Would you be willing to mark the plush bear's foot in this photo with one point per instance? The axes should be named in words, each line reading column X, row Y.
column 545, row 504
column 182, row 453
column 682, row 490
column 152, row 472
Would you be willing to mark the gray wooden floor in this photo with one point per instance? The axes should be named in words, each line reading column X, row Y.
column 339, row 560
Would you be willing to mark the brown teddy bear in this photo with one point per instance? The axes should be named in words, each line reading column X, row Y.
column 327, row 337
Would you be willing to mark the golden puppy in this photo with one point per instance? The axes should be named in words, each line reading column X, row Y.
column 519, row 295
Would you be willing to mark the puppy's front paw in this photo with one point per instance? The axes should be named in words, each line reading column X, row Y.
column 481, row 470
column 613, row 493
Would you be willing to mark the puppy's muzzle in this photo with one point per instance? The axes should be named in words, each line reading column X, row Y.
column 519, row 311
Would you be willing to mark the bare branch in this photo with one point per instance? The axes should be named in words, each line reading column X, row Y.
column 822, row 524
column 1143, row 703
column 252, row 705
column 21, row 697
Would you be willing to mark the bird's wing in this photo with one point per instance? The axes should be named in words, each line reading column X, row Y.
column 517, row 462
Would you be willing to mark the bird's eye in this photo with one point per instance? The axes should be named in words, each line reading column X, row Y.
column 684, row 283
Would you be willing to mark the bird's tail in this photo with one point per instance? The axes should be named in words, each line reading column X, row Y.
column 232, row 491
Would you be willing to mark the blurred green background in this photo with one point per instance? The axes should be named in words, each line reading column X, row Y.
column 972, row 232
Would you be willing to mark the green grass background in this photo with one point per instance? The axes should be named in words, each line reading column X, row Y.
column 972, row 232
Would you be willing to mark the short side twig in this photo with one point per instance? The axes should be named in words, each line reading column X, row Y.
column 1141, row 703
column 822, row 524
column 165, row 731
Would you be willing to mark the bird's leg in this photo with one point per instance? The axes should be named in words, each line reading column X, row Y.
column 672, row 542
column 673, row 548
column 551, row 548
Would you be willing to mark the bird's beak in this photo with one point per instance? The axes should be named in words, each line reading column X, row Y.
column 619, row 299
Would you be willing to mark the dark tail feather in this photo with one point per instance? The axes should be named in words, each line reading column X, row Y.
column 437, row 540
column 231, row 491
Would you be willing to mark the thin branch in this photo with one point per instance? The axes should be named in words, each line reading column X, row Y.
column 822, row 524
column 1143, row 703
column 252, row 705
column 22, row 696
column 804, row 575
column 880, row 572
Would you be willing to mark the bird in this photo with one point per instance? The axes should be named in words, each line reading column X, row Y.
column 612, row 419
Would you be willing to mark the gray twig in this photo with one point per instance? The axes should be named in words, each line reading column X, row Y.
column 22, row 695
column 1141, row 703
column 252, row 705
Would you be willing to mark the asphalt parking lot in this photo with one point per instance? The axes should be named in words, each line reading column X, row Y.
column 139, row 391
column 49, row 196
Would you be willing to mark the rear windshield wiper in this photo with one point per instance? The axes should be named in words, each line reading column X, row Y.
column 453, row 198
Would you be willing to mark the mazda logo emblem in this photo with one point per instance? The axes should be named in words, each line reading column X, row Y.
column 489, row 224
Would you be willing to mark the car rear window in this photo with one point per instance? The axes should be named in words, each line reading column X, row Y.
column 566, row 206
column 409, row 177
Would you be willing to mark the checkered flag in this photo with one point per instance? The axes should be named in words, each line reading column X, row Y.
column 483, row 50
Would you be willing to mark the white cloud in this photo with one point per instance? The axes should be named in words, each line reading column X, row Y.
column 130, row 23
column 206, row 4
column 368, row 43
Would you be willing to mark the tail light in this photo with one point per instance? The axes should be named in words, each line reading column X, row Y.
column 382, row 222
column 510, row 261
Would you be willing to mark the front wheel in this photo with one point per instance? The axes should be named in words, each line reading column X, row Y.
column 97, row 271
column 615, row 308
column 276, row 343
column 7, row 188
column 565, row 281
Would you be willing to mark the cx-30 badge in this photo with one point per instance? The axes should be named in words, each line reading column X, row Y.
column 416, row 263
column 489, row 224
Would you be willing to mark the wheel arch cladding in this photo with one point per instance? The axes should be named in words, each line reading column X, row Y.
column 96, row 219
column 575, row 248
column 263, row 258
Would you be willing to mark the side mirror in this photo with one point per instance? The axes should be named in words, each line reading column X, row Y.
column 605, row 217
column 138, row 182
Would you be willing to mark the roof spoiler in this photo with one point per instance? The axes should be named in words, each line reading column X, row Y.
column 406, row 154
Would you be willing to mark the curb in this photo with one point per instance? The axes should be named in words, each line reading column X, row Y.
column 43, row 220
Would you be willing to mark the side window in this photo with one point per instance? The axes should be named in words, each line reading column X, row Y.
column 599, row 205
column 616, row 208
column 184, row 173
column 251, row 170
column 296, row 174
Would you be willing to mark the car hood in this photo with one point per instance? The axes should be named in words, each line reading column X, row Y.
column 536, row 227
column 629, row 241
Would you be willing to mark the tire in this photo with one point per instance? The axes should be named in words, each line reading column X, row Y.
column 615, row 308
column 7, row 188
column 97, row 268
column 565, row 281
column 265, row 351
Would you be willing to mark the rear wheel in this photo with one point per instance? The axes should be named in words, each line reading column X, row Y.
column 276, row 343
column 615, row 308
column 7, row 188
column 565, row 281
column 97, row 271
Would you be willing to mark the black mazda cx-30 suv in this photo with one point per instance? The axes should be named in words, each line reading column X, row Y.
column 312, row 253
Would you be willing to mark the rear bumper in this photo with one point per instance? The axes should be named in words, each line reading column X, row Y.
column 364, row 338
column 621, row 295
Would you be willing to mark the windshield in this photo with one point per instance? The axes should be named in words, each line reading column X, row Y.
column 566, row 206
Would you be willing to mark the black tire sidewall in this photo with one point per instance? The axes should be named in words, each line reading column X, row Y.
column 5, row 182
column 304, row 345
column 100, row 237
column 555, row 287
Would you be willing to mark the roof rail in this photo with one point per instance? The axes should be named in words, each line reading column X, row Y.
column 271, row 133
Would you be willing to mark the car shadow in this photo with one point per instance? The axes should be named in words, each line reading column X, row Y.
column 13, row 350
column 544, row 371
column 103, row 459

Task directions —
Give the records as a JSON list of strings, one string per line with blank lines left out. Begin at the first line of the records and stop after the line that contains "column 519, row 295".

Correct response —
[
  "Would you be willing to mark the plush bear's foot in this photo with one point per instance? The axes should be named in words, each line reading column X, row Y.",
  "column 545, row 504",
  "column 182, row 453",
  "column 682, row 490",
  "column 152, row 472",
  "Would you be willing to mark the gray wooden floor in this photo with one point per instance? The axes should be named in words, each line reading column X, row Y.",
  "column 339, row 560",
  "Would you be willing to mark the brown teddy bear in this photo with one point per instance? The axes should be named in words, each line reading column X, row Y.",
  "column 327, row 337",
  "Would you be willing to mark the golden puppy in this photo with one point per instance? The axes should be named in words, each line reading column X, row Y.",
  "column 519, row 295"
]